*문제 내용*
아래 모든 항목의 줄을 빈 줄은 빼고 번호 목록으로 바꾸세요. 답에는 그림을 넣지 마세요.

*사진 경계 상자 주석*

▬▬▬

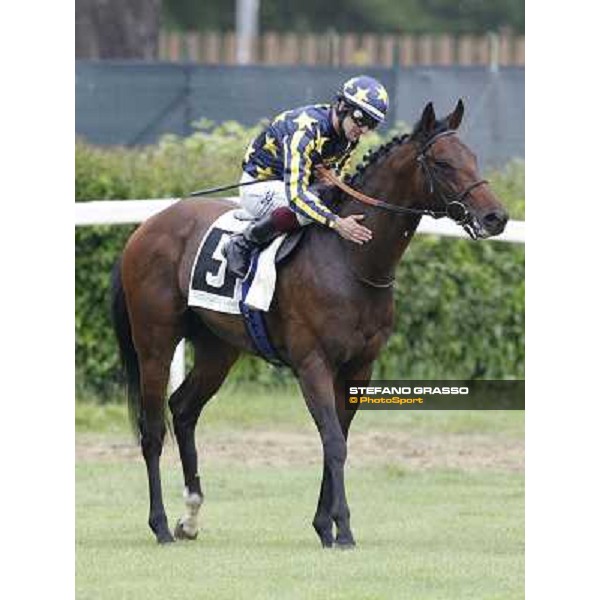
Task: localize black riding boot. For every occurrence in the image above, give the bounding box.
[225,215,279,279]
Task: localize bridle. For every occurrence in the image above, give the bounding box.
[317,130,488,239]
[417,130,489,239]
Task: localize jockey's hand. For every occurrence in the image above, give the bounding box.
[333,215,373,244]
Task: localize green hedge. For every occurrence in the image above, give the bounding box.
[75,123,524,399]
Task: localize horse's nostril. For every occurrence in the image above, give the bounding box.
[483,210,508,235]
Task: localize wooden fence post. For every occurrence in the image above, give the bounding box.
[380,35,396,67]
[418,34,433,65]
[400,35,416,67]
[435,34,454,66]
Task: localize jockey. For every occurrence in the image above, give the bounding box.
[225,75,388,278]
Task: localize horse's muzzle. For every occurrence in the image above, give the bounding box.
[482,209,508,236]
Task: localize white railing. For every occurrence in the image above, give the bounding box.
[75,197,525,389]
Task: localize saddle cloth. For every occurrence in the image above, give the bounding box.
[188,209,285,315]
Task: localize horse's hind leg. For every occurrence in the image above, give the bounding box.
[169,327,239,539]
[139,331,177,544]
[313,363,373,548]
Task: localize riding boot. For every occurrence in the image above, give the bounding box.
[225,215,281,279]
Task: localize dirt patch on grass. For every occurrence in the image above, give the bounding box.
[76,430,525,472]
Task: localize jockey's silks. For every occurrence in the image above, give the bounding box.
[242,104,357,225]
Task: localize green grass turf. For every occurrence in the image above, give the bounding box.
[76,390,524,600]
[76,463,524,600]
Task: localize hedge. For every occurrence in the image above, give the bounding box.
[75,123,524,400]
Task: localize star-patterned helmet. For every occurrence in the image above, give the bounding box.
[339,75,389,123]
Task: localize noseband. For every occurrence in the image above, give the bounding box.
[316,131,488,239]
[417,131,488,239]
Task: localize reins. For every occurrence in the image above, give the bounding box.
[189,130,488,239]
[315,165,446,218]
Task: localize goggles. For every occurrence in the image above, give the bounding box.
[349,108,379,129]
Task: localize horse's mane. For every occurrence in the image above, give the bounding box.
[346,134,411,187]
[323,120,448,210]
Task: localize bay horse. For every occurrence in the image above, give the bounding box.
[112,100,508,548]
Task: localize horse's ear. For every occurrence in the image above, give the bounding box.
[448,98,465,129]
[417,102,436,134]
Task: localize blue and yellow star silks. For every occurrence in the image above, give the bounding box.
[242,104,357,226]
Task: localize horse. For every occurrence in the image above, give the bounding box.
[111,100,508,549]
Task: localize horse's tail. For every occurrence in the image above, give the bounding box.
[111,258,141,436]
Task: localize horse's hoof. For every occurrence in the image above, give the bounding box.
[333,536,356,550]
[173,519,198,541]
[333,542,356,550]
[156,531,175,545]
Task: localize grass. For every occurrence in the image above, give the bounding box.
[76,389,524,600]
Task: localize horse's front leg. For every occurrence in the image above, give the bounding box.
[313,363,373,546]
[297,353,354,548]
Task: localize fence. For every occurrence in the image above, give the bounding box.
[76,61,525,167]
[159,31,525,67]
[75,198,525,390]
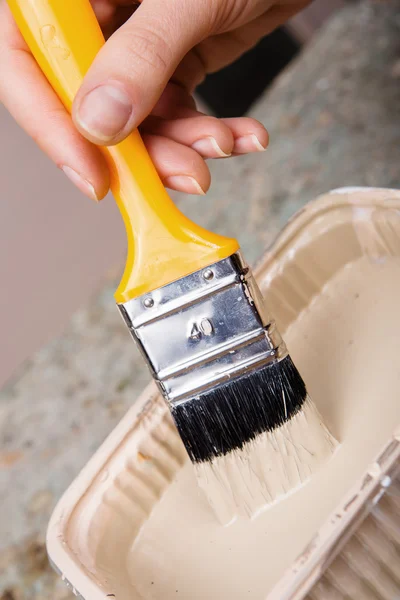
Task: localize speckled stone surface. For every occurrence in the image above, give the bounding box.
[0,0,400,600]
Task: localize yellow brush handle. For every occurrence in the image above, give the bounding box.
[8,0,238,302]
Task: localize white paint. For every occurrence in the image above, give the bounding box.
[48,193,400,600]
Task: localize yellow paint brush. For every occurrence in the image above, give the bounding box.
[8,0,335,516]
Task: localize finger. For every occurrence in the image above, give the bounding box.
[73,0,211,145]
[151,83,196,119]
[0,2,109,200]
[141,113,234,158]
[143,134,211,195]
[221,117,269,155]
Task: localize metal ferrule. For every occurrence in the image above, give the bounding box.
[118,252,287,404]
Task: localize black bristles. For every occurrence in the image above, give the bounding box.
[172,356,307,463]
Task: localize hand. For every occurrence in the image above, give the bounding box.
[0,0,308,200]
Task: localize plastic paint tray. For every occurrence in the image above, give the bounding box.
[47,188,400,600]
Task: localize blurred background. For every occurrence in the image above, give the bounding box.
[0,0,344,387]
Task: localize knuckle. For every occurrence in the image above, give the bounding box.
[122,28,171,71]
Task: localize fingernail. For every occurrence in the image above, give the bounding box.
[164,175,205,196]
[61,166,99,202]
[233,133,266,154]
[76,84,133,142]
[192,136,230,158]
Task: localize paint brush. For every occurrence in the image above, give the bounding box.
[8,0,335,502]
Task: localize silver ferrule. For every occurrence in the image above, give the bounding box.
[118,252,287,404]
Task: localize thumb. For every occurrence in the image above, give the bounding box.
[73,0,210,145]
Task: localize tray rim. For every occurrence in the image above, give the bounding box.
[46,187,400,600]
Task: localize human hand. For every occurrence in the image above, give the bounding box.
[0,0,308,200]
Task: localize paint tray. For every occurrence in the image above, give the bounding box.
[47,188,400,600]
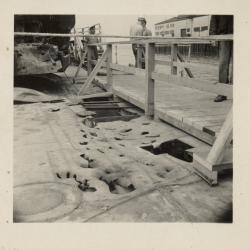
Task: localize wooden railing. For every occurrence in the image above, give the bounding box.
[79,36,233,185]
[15,32,233,184]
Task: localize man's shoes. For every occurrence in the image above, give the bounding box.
[214,95,227,102]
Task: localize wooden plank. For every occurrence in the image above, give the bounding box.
[206,108,233,165]
[170,44,178,75]
[14,32,233,43]
[110,63,145,76]
[113,86,145,110]
[106,44,113,90]
[155,59,172,66]
[155,108,215,145]
[78,50,108,95]
[87,46,92,76]
[177,52,194,78]
[152,72,233,98]
[203,125,222,136]
[145,43,155,118]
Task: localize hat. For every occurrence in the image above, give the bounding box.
[138,16,146,22]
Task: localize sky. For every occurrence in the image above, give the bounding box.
[76,14,172,40]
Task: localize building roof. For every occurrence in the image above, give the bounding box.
[155,15,207,25]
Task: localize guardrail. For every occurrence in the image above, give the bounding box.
[14,32,233,184]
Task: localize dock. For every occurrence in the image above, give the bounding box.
[14,31,233,222]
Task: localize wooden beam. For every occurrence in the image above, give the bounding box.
[155,59,172,66]
[177,52,194,78]
[14,32,233,43]
[110,63,145,76]
[145,43,155,118]
[152,72,233,98]
[206,108,233,166]
[87,46,93,75]
[106,44,113,90]
[78,50,108,95]
[171,44,178,75]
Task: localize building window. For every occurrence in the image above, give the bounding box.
[201,26,208,31]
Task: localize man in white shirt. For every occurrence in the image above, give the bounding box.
[130,17,143,67]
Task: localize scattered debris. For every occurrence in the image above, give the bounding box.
[14,87,65,104]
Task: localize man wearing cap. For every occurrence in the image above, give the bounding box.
[85,26,99,70]
[130,17,143,67]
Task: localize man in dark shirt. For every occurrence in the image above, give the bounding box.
[209,15,233,102]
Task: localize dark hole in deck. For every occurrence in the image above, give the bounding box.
[83,97,139,123]
[141,139,193,162]
[99,176,136,194]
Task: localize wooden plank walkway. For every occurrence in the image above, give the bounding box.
[113,74,232,145]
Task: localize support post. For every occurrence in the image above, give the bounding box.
[206,108,233,165]
[106,44,113,90]
[171,44,178,75]
[145,43,155,119]
[87,46,92,76]
[78,50,107,95]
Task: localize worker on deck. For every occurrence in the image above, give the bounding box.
[84,26,99,71]
[209,15,233,102]
[130,17,143,67]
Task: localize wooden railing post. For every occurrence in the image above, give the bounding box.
[171,44,178,75]
[145,43,155,119]
[106,44,113,89]
[206,108,233,165]
[87,45,92,76]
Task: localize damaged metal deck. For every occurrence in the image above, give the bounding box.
[14,96,232,222]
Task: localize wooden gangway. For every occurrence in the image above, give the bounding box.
[13,33,233,184]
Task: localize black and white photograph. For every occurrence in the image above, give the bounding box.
[13,14,235,224]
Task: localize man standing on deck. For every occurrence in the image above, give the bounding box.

▬▬▬

*풀이 결과*
1. Task: localize black riding boot. For every occurrence in the image above, give the bounding box.
2. [225,215,279,279]
3. Task: localize bridle. For every occurrence in the image above, give the bounding box.
4. [317,130,488,239]
5. [417,130,489,239]
6. Task: localize jockey's hand. For every occurrence in the image above, give the bounding box.
7. [333,215,373,244]
8. Task: localize green hedge. For every occurrence in the image above, give the bounding box.
9. [75,123,524,399]
10. Task: localize horse's nostril. For every occurrence in the image above, give the bounding box.
11. [483,210,508,235]
12. Task: localize wooden fence post. For every occurrence in the image above, give the bounding box.
13. [380,35,396,67]
14. [418,34,433,65]
15. [400,35,416,67]
16. [435,34,454,66]
17. Task: localize jockey. For every occurrence in the image above, give the bounding box.
18. [225,75,388,278]
19. Task: localize horse's muzzle. For every occurrence in the image above, give the bounding box.
20. [482,209,508,236]
21. Task: localize white railing. For every occurrence in the image above, give the bounding box.
22. [75,197,525,389]
23. Task: localize saddle cloth. For every occurrence in the image above, give the bounding box.
24. [188,209,285,315]
25. Task: localize horse's hind leg. For every occurrence in the image above, give the bounding box.
26. [169,327,239,539]
27. [139,331,177,544]
28. [313,363,373,548]
29. Task: localize riding boot. For every occurrence in the image above, give the bounding box.
30. [225,215,281,279]
31. Task: localize dirt patch on grass. For every occurrence in the image above, give the bounding box.
32. [76,430,525,472]
33. Task: localize jockey's silks. For every occurrence in the image above, give the bounding box.
34. [242,104,357,225]
35. Task: localize green grass turf. For every occurrence in the image above, give the bounding box.
36. [76,390,524,600]
37. [76,463,524,600]
38. Task: localize hedge. For every occurrence in the image above, give the bounding box.
39. [75,123,524,400]
40. Task: localize star-patterned helmet. For every occurrence in the image above, give the bounding box.
41. [339,75,389,123]
42. Task: localize noseband. For every occurrence in the image above, give the bounding box.
43. [316,131,488,239]
44. [417,131,488,239]
45. Task: localize reins. For every occurrence in the image above, give the bounding box.
46. [189,130,488,239]
47. [315,165,446,218]
48. Task: localize goggles. For every occurrence in the image above, give the bounding box.
49. [349,108,379,129]
50. Task: localize horse's mane. For every occurrence in the image above, give the bounding box.
51. [346,134,411,187]
52. [323,120,448,210]
53. Task: localize bay horse. For every occurrence in the image above, give the bounding box.
54. [112,100,508,548]
55. Task: localize horse's ear. For every occurrence in the image above, give the bounding box.
56. [448,98,465,129]
57. [417,102,436,134]
58. Task: localize blue and yellow star silks. For every occurrence in the image above, give the bounding box.
59. [242,104,357,226]
60. Task: localize horse. For every occurrence in the image above, give the bounding box.
61. [111,100,508,549]
62. Task: localize horse's tail. For every occurrence in the image above, give the bounding box.
63. [111,258,141,436]
64. Task: localize horse's hoof. For every occurrence in the image above, give the bounding box.
65. [333,536,356,550]
66. [173,519,198,541]
67. [333,542,356,550]
68. [156,531,175,545]
69. Task: localize grass. For every occurrence in the image above, give the bounding box.
70. [76,389,524,600]
71. Task: localize horse's front leg. For every occurrence in the image above, give the bounding box.
72. [313,363,373,546]
73. [297,353,354,548]
74. Task: localize fence. For every occurrence in the image above, give the bounding box.
75. [76,61,525,167]
76. [159,31,525,67]
77. [75,198,525,390]
78. Task: localize speckled stone surface. For every occurrence in the image above, give the bounding box.
79. [0,0,400,600]
80. Task: localize yellow brush handle. For every occurrence in the image above, give the bounding box.
81. [8,0,238,302]
82. Task: localize white paint. For every occurrence in the image above, give the bounding box.
83. [48,193,400,600]
84. Task: localize yellow paint brush. For every occurrence in the image above, give the bounding box.
85. [8,0,335,516]
86. Task: localize finger. For every occurrence in the image above, give the bounding box.
87. [73,0,211,145]
88. [151,83,196,119]
89. [0,2,109,200]
90. [141,113,234,158]
91. [143,134,211,195]
92. [221,117,269,155]
93. Task: localize metal ferrule. For every occurrence in the image above, give the bounding box.
94. [118,252,287,404]
95. Task: localize black bristles. For every occurrence in the image above, give the bounding box.
96. [172,356,307,463]
97. Task: localize hand. For every occurrence in the image above, give the bounding box.
98. [0,0,308,200]
99. Task: localize plastic paint tray. For every occurrence in the image above, give the bounding box.
100. [47,188,400,600]
101. Task: localize blurred background. For every occurrence in the image above, give the bounding box.
102. [0,0,344,387]
103. Task: localize knuckle. For every occurrence in the image above, give the bounding box.
104. [122,28,171,71]
105. Task: localize fingernail. For every occurrence in the image above, give the bounding box.
106. [164,175,205,196]
107. [61,166,99,202]
108. [233,133,266,154]
109. [76,84,133,142]
110. [192,136,230,158]
111. Task: localize paint brush. For every occurrence in the image above, give the bounding box.
112. [8,0,335,502]
113. Task: localize silver ferrule. For every occurrence in the image above, give the bounding box.
114. [118,252,287,404]
115. Task: localize thumb. For every occurrence in the image above, give the bounding box.
116. [73,0,210,145]
117. Task: localize tray rim. For every occurrence in the image above, give the bounding box.
118. [46,187,400,600]
119. Task: localize human hand. For every occurrence in the image above, give the bounding box.
120. [0,0,308,200]
121. Task: localize paint tray. For every occurrence in the image above, give the bounding box.
122. [47,188,400,600]
123. Task: localize wooden railing. For every occurrence in the image above, give the bounding box.
124. [79,36,233,185]
125. [15,32,233,184]
126. Task: localize man's shoes. For every occurrence in the image above, give the bounding box.
127. [214,95,227,102]
128. Task: localize wooden plank. For every occurrence in the image above, give the bounding box.
129. [206,108,233,165]
130. [170,44,178,75]
131. [14,32,233,43]
132. [110,63,145,76]
133. [113,86,145,110]
134. [106,44,113,90]
135. [155,59,172,66]
136. [155,108,215,145]
137. [78,50,108,95]
138. [87,46,92,76]
139. [177,52,194,78]
140. [152,72,233,98]
141. [203,125,222,136]
142. [145,43,155,118]
143. Task: localize hat. For every occurrence in the image above, give the bounding box.
144. [138,16,146,22]
145. Task: localize sky. For every occurrence in the image above, give the bounding box.
146. [76,14,172,40]
147. Task: localize building roof. For every occurrence in the image above, give the bounding box.
148. [155,15,207,25]
149. Task: localize guardrail. For every occurrence in the image above, give the bounding box.
150. [14,32,233,184]
151. Task: localize dock. For every occurrence in the image above, give the bounding box.
152. [14,31,233,222]
153. Task: localize wooden beam. For every occurrence in the image above, give the bounding box.
154. [155,59,172,66]
155. [177,52,194,78]
156. [14,32,233,43]
157. [110,63,145,76]
158. [145,43,155,118]
159. [152,72,233,98]
160. [206,108,233,166]
161. [87,46,93,75]
162. [106,44,113,90]
163. [78,50,108,95]
164. [171,44,178,75]
165. Task: localize building window. For every occurrence in the image above, give the bounding box.
166. [201,26,208,31]
167. Task: localize man in white shirt. For every occurrence in the image above, give the bounding box.
168. [130,17,143,67]
169. Task: localize scattered debris. For every occurrence in the image above, give the bounding box.
170. [14,87,65,104]
171. Task: localize man wearing cap. For every occurrence in the image above, give the bounding box.
172. [85,26,99,70]
173. [130,17,143,67]
174. Task: localize man in dark shirt. For every occurrence in the image above, give the bounding box.
175. [209,15,233,102]
176. Task: localize dark hole in deck. For every occurrence in the image above, give the bounding box.
177. [83,97,139,123]
178. [141,139,193,162]
179. [99,176,136,194]
180. Task: localize wooden plank walkway. For every occurrence in the image above, give the bounding box.
181. [113,74,232,145]
182. Task: localize support post. For every occurrence in the image above, give the bounding box.
183. [206,108,233,165]
184. [106,44,113,90]
185. [171,44,178,75]
186. [145,43,155,119]
187. [87,46,92,76]
188. [78,50,107,95]
189. Task: localize worker on deck. For every occurrence in the image above, give the bounding box.
190. [84,26,99,71]
191. [209,15,233,102]
192. [130,17,143,67]
193. Task: localize wooden railing post. For every occurrence in the image above, give the bounding box.
194. [171,44,178,75]
195. [145,43,155,119]
196. [106,44,113,89]
197. [206,108,233,165]
198. [87,45,92,76]
199. Task: localize damaged metal deck. For every occurrence in the image above, give the bounding box.
200. [14,96,232,222]
201. Task: localize wooden gangway. For every occurrence in the image above, give the bounding box.
202. [13,33,233,184]
203. Task: localize black and white photograph. For every occurrence in the image above, give the bounding box.
204. [13,14,235,224]
205. Task: localize man standing on deck. For every occurrence in the image above, give the bounding box.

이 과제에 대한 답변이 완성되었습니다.